**Task requirements**.
Copy the data exactly. Leave nothing out.

── Entries supplied ──

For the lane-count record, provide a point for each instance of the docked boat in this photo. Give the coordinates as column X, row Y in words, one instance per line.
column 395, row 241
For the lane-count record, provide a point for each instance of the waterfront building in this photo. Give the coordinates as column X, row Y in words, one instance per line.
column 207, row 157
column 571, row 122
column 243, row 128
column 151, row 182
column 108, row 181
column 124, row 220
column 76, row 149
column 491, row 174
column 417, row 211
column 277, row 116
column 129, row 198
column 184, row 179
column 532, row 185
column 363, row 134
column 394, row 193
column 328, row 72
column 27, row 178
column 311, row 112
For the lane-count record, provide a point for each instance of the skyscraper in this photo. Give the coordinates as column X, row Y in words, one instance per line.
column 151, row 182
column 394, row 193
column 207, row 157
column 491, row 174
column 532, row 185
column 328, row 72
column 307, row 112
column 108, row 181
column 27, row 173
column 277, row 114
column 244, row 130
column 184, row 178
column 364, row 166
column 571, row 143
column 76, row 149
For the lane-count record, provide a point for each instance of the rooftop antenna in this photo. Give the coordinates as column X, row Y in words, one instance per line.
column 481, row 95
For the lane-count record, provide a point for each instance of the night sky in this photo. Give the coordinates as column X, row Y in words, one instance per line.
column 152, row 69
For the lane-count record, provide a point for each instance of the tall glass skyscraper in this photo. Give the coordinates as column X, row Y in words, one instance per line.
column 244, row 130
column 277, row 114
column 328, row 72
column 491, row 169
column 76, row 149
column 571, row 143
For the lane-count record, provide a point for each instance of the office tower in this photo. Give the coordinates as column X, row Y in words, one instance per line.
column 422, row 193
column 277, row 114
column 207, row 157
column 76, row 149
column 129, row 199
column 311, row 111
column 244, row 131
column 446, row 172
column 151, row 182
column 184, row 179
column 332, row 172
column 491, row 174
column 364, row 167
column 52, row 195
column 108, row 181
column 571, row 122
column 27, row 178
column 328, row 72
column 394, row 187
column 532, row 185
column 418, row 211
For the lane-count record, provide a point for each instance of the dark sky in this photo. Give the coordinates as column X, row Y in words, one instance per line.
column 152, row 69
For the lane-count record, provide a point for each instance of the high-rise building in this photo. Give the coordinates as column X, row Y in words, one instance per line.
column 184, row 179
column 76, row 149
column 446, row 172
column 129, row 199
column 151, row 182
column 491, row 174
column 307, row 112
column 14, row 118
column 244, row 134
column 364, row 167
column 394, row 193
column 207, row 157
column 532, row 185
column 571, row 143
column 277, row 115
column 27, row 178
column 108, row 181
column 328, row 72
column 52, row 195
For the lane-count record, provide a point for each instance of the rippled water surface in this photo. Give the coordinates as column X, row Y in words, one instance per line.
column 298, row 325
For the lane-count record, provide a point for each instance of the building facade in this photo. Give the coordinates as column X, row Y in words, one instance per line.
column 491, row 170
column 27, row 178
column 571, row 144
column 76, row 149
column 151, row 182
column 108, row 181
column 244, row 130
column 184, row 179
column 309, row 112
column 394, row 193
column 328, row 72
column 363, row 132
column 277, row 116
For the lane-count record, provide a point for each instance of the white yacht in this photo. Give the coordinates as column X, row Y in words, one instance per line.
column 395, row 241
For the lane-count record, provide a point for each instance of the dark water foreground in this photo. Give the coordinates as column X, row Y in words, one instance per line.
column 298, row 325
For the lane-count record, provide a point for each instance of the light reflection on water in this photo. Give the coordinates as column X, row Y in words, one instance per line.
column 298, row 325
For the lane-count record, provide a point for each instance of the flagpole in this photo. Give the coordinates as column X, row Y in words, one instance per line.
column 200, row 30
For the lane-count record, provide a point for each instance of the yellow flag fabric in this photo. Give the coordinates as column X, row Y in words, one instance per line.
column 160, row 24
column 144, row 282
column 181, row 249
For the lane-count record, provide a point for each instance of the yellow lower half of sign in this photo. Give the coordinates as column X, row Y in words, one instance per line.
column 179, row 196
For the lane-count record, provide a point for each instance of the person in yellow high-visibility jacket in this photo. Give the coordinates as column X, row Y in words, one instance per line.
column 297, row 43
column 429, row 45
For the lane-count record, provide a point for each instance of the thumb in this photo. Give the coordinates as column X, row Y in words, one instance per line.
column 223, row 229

───

**Task answer**.
For the lane-count record, provide a point for each instance of the docked boat in this photo. Give the coordinates as column X, row Y in words, one instance per line.
column 395, row 241
For the lane-count record, provide a point for each instance of the waterfront building in this photo. Give the coordinates as column X, row Y in words, one instance per line.
column 207, row 157
column 571, row 122
column 243, row 128
column 151, row 182
column 108, row 181
column 124, row 220
column 76, row 149
column 491, row 174
column 417, row 211
column 277, row 116
column 129, row 198
column 184, row 179
column 532, row 185
column 363, row 134
column 394, row 193
column 328, row 72
column 27, row 178
column 311, row 112
For the lane-count record, provide a point for each instance of the skyscraper in this photo. Give the coordinates as column X, row Y in words, one instance per line.
column 151, row 182
column 394, row 193
column 207, row 157
column 491, row 174
column 532, row 185
column 328, row 72
column 307, row 112
column 108, row 181
column 27, row 173
column 277, row 114
column 244, row 130
column 184, row 178
column 364, row 166
column 571, row 143
column 76, row 149
For the lane-count record, provide a point for each instance of the rooftop antenna in this photo. Give the coordinates as column X, row Y in words, one instance per line.
column 481, row 95
For the lane-count record, provide a point for each instance of the night sky in this photo. Give the coordinates as column X, row Y in words, one instance per line.
column 152, row 69
For the lane-count record, provide a point for each instance of the tall glass skyscraper in this photo. Give the coordinates as column X, row Y in words, one instance per line.
column 244, row 130
column 277, row 114
column 328, row 72
column 491, row 169
column 76, row 149
column 571, row 143
For the lane-count record, provide a point for each instance of the office tower in this photo. Give the coordinates as column X, row Y in words, one instance per line.
column 422, row 193
column 277, row 114
column 207, row 157
column 76, row 149
column 129, row 199
column 311, row 111
column 244, row 131
column 446, row 172
column 151, row 182
column 184, row 179
column 332, row 172
column 491, row 174
column 364, row 167
column 52, row 195
column 108, row 181
column 571, row 122
column 27, row 178
column 328, row 72
column 394, row 187
column 532, row 185
column 418, row 211
For the lane-count record, provide a point for each instance of the dark sky in this photo. Give the coordinates as column X, row Y in words, one instance per line.
column 152, row 69
For the lane-count record, provide a point for each instance of the high-rise building in this photo. Give the coordinates as column X, row Y in words, one instance per line.
column 184, row 179
column 76, row 149
column 446, row 172
column 129, row 199
column 151, row 182
column 491, row 174
column 307, row 112
column 14, row 118
column 244, row 134
column 364, row 167
column 394, row 193
column 207, row 157
column 532, row 185
column 571, row 143
column 277, row 115
column 27, row 178
column 108, row 181
column 328, row 72
column 52, row 195
For the lane-count record, provide a point for each instance of the rippled water surface in this photo. Give the coordinates as column X, row Y in words, one instance per line.
column 298, row 325
For the lane-count record, provide a point for each instance of the building facade in this photo. Give the coordinates as column X, row Y in words, one instance per line.
column 491, row 170
column 27, row 178
column 571, row 144
column 76, row 149
column 151, row 182
column 108, row 181
column 244, row 130
column 184, row 179
column 309, row 112
column 394, row 193
column 328, row 72
column 363, row 132
column 277, row 116
For the lane-count record, provide a point for each instance of the white yacht in this photo. Give the coordinates as column X, row Y in words, one instance per line.
column 395, row 241
For the lane-count record, provide a point for each instance of the dark water foreground in this photo. Give the coordinates as column X, row Y in words, one instance per line.
column 298, row 325
For the lane-count record, provide a point for each instance of the light reflection on water in this photo. Give the coordinates as column X, row Y in words, one instance per line.
column 298, row 325
For the lane-count record, provide a point for each instance of the flagpole in this photo. Give the coordinates as column X, row Y in words, one instance per line.
column 200, row 30
For the lane-count record, provide a point for each instance of the yellow flag fabric in this photo. Give the coordinates as column X, row Y in words, one instance per line.
column 160, row 24
column 144, row 282
column 181, row 249
For the lane-count record, provide a point for each instance of the yellow lower half of sign in this photo. Give the coordinates as column X, row Y in words, one instance per line.
column 179, row 196
For the lane-count record, provide a point for each instance of the person in yellow high-visibility jacket in this photo. Give the coordinates as column X, row Y in words, one instance per line.
column 297, row 43
column 429, row 45
For the lane-count record, provide a point for each instance of the thumb in this photo. Give the coordinates as column X, row Y in words, one instance per line.
column 223, row 229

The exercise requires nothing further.